### Aim
Write out exactly the lines below that run from the line containing "Category: weathered wooden stake" through the last line of the records.

BEGIN Task inputs

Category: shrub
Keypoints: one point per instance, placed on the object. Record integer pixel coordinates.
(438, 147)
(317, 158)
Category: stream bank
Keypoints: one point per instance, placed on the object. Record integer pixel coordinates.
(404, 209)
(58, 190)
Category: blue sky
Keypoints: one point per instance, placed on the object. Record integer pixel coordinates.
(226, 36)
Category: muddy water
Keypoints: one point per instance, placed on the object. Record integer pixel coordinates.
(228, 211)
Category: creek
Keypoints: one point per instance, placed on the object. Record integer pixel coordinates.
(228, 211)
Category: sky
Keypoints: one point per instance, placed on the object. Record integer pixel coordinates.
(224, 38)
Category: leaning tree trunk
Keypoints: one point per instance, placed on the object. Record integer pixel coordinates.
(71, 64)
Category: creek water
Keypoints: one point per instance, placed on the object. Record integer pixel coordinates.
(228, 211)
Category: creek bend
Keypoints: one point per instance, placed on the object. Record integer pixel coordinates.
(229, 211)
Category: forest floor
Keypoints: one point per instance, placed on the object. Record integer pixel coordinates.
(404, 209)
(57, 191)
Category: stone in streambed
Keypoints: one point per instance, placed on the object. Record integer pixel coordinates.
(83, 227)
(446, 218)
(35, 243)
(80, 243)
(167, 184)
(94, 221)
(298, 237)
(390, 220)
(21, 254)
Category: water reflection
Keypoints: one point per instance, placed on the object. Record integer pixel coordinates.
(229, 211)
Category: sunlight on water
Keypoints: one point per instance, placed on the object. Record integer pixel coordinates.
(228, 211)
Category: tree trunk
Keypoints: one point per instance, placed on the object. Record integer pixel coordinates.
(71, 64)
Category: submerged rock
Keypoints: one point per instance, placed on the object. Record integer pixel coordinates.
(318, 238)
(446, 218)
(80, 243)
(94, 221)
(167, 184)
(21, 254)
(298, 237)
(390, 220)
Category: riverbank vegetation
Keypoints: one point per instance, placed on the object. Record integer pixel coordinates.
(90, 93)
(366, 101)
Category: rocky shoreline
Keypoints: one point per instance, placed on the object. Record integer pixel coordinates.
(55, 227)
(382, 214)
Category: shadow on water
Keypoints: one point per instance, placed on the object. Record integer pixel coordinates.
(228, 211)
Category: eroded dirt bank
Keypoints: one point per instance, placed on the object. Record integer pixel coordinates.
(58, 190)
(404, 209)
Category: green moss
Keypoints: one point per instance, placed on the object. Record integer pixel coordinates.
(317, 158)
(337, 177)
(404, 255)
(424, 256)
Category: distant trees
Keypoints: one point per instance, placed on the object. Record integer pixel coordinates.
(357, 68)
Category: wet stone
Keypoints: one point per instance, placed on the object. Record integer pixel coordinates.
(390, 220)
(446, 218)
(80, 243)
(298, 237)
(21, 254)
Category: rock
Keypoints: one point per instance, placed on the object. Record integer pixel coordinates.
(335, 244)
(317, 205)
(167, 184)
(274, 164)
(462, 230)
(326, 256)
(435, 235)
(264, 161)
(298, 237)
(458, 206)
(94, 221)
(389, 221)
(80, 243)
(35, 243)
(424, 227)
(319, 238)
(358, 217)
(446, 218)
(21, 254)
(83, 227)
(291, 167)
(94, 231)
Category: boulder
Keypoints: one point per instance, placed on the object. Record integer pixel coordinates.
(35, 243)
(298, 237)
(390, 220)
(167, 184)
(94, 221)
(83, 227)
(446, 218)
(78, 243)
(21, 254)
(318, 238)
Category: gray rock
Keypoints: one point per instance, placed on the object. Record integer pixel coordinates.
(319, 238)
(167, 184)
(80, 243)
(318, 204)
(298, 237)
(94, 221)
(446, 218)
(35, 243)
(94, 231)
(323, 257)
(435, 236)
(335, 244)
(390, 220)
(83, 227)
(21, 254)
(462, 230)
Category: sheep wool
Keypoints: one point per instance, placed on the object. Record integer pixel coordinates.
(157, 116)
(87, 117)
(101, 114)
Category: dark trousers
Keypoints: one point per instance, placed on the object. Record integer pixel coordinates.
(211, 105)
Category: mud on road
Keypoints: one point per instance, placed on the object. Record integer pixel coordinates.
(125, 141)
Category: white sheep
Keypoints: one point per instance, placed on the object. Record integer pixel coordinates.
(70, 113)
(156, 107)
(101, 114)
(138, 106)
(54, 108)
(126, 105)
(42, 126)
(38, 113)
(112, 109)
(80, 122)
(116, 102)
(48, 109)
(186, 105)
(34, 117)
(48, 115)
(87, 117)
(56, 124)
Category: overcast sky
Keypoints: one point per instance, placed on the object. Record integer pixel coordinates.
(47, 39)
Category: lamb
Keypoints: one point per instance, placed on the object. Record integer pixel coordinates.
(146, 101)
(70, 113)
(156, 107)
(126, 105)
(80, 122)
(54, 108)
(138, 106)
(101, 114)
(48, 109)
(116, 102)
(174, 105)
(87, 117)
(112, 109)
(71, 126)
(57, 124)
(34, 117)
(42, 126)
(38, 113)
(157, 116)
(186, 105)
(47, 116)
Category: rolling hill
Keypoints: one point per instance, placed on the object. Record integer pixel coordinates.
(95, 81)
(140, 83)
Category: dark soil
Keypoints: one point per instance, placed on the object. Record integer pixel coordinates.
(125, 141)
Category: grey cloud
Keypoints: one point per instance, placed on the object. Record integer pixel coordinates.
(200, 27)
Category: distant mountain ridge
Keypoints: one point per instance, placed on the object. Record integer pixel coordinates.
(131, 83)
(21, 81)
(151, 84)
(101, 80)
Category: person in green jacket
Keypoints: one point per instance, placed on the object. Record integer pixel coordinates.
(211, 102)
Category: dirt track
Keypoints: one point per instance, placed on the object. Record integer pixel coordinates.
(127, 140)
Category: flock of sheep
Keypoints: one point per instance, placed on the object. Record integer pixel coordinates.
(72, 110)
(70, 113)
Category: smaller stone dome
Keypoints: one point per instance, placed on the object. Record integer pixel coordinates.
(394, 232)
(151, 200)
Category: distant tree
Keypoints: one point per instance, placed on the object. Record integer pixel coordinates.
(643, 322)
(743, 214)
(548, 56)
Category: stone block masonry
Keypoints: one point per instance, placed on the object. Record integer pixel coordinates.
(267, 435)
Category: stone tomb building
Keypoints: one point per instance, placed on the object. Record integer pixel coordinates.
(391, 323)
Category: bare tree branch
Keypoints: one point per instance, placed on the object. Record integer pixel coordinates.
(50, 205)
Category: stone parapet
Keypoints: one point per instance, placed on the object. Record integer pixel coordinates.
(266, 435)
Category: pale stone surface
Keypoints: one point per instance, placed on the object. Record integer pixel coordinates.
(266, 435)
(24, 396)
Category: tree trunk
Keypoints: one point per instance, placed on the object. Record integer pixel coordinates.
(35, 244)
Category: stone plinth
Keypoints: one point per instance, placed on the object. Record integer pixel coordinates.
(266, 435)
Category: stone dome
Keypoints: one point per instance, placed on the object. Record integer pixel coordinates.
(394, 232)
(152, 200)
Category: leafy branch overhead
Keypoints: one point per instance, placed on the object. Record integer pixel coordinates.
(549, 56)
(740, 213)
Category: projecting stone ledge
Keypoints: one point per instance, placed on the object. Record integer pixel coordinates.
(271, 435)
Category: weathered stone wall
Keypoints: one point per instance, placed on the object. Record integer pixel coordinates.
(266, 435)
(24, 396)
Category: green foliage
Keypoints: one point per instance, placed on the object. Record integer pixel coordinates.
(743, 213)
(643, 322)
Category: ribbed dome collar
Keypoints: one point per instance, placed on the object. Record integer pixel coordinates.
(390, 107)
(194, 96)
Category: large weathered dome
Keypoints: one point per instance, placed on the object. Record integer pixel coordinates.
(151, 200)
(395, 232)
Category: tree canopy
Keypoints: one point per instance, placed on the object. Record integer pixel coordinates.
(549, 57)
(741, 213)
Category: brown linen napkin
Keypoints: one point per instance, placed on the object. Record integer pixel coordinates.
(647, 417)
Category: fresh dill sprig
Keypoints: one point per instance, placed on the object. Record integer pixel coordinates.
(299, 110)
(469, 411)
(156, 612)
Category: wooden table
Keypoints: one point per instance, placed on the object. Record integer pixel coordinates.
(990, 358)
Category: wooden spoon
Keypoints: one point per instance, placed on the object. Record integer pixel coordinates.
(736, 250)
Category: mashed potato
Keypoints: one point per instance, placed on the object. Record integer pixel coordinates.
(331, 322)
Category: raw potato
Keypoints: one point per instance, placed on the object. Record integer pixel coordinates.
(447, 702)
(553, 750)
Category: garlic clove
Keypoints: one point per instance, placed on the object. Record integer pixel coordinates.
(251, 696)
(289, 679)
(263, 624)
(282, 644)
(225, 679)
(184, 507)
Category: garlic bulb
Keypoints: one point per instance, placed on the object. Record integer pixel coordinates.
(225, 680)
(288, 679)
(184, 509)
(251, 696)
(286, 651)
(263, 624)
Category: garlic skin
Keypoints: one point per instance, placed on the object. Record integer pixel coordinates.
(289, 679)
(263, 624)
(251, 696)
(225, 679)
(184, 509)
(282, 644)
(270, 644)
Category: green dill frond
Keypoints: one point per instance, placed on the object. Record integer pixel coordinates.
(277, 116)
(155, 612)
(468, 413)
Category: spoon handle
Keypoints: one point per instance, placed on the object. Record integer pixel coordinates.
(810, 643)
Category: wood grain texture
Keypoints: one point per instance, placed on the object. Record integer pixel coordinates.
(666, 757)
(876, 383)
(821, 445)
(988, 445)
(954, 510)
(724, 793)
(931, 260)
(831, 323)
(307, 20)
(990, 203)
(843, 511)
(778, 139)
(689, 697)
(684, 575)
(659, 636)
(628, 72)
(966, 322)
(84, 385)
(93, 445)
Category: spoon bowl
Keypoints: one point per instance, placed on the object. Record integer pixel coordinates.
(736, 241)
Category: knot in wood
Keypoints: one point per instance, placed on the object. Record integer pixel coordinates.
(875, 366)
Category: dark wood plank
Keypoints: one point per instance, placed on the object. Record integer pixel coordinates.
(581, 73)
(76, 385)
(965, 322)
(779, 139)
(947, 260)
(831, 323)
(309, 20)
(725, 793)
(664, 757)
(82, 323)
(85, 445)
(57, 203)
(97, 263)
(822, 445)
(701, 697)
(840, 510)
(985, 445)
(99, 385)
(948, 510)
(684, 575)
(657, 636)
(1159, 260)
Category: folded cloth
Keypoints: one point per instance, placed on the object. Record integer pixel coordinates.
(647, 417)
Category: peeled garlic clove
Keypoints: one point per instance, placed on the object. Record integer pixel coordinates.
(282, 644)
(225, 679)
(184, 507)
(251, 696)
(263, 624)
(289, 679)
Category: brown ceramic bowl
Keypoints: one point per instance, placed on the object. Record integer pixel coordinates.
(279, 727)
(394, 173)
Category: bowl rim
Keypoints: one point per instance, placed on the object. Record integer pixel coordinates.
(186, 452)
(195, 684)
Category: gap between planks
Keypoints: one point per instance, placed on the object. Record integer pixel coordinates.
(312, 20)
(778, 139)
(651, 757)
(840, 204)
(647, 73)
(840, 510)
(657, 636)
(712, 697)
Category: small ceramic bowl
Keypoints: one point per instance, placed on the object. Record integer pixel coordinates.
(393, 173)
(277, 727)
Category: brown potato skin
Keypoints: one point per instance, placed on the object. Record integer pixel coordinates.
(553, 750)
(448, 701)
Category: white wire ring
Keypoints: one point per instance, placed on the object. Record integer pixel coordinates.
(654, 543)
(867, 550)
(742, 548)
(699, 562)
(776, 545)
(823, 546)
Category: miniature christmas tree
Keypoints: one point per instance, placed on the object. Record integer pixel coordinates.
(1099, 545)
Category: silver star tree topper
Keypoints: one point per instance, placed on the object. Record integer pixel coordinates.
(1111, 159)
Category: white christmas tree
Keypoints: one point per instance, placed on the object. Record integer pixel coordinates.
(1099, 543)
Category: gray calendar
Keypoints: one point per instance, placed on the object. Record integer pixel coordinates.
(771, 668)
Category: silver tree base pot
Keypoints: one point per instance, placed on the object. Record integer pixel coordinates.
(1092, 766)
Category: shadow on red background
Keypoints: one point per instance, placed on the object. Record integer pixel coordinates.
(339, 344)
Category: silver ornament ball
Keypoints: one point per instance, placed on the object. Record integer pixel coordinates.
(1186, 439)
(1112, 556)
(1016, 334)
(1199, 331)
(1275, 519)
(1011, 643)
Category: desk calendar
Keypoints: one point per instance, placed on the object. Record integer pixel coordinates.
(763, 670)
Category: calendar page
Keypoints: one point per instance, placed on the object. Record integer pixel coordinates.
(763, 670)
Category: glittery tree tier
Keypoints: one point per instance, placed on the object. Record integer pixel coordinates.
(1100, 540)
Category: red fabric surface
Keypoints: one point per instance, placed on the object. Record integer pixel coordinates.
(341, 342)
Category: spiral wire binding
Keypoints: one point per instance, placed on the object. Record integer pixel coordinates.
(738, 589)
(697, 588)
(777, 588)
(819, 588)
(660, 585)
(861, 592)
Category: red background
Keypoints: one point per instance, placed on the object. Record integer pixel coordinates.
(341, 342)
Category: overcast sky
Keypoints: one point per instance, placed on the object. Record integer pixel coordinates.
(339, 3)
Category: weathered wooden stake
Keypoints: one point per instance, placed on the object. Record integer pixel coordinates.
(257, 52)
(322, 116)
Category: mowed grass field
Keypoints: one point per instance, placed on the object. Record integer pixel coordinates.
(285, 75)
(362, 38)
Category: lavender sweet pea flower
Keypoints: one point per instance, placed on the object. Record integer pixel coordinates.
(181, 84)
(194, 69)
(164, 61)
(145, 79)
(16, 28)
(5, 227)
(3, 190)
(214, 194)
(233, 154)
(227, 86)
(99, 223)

END Task inputs

### Task response
Category: weathered wooden stake
Keypoints: one point per instance, placed on the object. Record integer pixel coordinates.
(257, 52)
(322, 116)
Category: mowed grass field
Keypoints: one point per instance, placed on the object. Record integer pixel coordinates.
(285, 75)
(362, 38)
Category: lavender sweet pea flower
Keypoints: one point per instance, placed on the object. Record integer pixel coordinates.
(181, 84)
(194, 69)
(164, 61)
(145, 79)
(16, 28)
(5, 227)
(3, 190)
(214, 194)
(233, 154)
(227, 86)
(99, 223)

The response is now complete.